Document extract:
This Is The Scariest Thing About Health Care In America Today

What's happening is a prescription for financial ruin -- and there's nothing you can do about it.
Pogonici

I got an email from my husband’s nephrologist the other day that said: “I honestly do not think he will recover.” Before you gasp in horror and go to your dark place, just know that he and I have made our peace with this information. Kidney dialysis is a game-changer, not a game-ender.

No, it actually wasn’t that particular sentence at all that made my heart sink. The Titanic that overcame me was when his doctor referred him to a vascular surgeon who is not within our insurance company’s network.

The horrifying reality of my husband’s month-long hospitalization early this summer is that many of the doctors who paraded through his room and stayed for all of about 90 seconds were also out-of-network. And I have the bills to prove it.

“Well gee, she probably has a cheap-o plan or should be blaming Obamacare,” you may be thinking. You’d be wrong. I work for a large company and we are covered by my large company’s group plan. We bought the best ― and most expensive ― plan offered, one that allowed us to go see any out-of-network doctor if we really wanted to. But somehow, during a hospitalization, the “if we really wanted to” part leaves your control.

And therein lies the problem.

When you are lying in a hospital bed ― or have been taken by ambulance to the emergency room ― you don’t stop and ask the person treating you if he accepts your insurance. For the uninitiated, staying within network means you will be seen by providers who have contractually agreed to accept what your insurance will pay them (after copays and deductibles are met) and not bill you ― the patient ― for a nickel more. Going out-of-network means the provider has no such agreement to accept your insurance as payment in full and expects you to pay him what he believes he is owed. Trust me, it’s a whole lot more than a nickel.

Staying in-network is fairly simple when you are choosing a doctor for the first time as a new patient; you’re in a position to look up your insurance carrier’s list of in-network providers and pick accordingly. Even then, it behooves you to call the provider and ask if they are still in-network because frankly, these contracts have a way of evaporating overnight.

But hospitals and emergency rooms don’t afford a patient that luxury of time. You are there because there’s something seriously wrong with you and you primarily feel like kissing the feet of whoever fixes it. You have absolutely no say as to which hospitalist will manage your case, no choice about which labs will process your blood work, no control over which radiologist is on duty and will be the one who gives your X-rays a look-see. In fact, you likely won’t even know who any of those people are ― let alone which insurance they take ― until their bills arrive in the mail.

To me, this is the definition of insanity. I have spent much of the past month calling doctors I have never heard of and asking them “when exactly did I hire you?” And that’s the point. I never did.

And I’m not alone. New York University researcher Dr. Kelly Kyanko found that 40 percent of people who use out-of-network care do so involuntarily. They simply didn’t know and no one bothered to tell them. It happens every day in the most benign ways: Your in-network physician sends your blood test to a lab of his choosing. Turns out that lab is out-of-network on your plan. Wham! That lab bill is on you.

Study material:
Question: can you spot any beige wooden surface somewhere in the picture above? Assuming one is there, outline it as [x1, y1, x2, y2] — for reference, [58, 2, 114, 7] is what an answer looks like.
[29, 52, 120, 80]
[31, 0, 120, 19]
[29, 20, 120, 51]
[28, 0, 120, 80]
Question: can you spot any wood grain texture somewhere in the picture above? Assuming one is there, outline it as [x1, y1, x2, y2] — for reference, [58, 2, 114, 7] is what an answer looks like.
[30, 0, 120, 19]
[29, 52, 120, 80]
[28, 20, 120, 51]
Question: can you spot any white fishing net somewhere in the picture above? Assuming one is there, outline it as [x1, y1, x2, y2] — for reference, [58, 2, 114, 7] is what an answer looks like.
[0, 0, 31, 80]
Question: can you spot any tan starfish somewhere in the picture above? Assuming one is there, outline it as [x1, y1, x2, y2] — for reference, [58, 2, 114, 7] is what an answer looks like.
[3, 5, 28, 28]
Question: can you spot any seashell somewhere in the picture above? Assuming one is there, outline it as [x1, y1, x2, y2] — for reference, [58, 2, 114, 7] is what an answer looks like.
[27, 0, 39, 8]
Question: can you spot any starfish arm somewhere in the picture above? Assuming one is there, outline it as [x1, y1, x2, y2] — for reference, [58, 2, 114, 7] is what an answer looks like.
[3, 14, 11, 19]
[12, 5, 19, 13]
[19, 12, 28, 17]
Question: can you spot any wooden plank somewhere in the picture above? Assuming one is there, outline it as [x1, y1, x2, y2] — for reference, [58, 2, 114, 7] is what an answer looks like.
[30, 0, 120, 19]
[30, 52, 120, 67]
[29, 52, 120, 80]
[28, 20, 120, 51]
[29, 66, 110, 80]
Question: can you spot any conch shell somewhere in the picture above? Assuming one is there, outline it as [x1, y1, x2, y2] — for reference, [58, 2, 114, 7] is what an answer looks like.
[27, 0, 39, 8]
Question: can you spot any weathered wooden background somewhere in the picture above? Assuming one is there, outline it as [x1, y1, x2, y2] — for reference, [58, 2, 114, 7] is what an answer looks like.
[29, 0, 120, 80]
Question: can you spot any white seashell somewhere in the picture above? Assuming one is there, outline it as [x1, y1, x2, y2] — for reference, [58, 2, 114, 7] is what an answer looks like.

Problem description: Write the next few paragraphs of the essay on surprise out-of-network medical bills, picking up after its final sentence. The listing was drawn from a separate source that has nothing to do with the text.

Answer to this problem:
What I don’t understand is, how is this any different from the fruit-of-the-poisonous tree idea that is used frequently as a legal metaphor. If the source (the “tree”) of the evidence is tainted, then anything gained (the “fruit”) from it is tainted as well. Shouldn’t it be the same in health care? If your hospital is in-network, why isn’t everything that occurs there also in-network? Patients should not be held financially responsible for out-of-network emergency room care or care delivered at an in-network hospital by a doctor who isn’t in-network.

Jack Hoadley, a researcher at Georgetown University’s Health Policy Institute, told The Huffington Post, that yep, it does seem counterintuitive that a doctor and the hospital he sees you in don’t always take the same insurance. But that’s the reality of health care in the U.S., he notes.

About a dozen states have established some protections, he said, mostly for emergency-room situations. New York has the strongest, most comprehensive set of rules to date, according to Hoadley and other consumer advocates.

“But a majority of states have not taken any action to protect consumers in these situations,” Hoadley said. Plus, there’s more trouble waiting around the corner, he predicts. “As we see more narrow networks in our insurance products, it seems likely that more people will be seeing unexpected bills from out-of-network providers.”

In the meantime, the horror stories continue. Take this one reported on by Consumers Union: A Santa Cruz, CA., woman about to deliver a baby checked in to her local in-network hospital and used her in-network gynecologist and the approved in-network neonatologist. She hadn’t been planning on getting an epidural, but ended up needing one. She learned later that the anesthesiologist who gave her her epidural worked at the hospital, but was out-of-network. He billed her $3,000. Even worse, she eventually learned that there were zero in-network anesthesiologists at that hospital.

That’s right: Zero. I have this sickening feeling that that’s our future.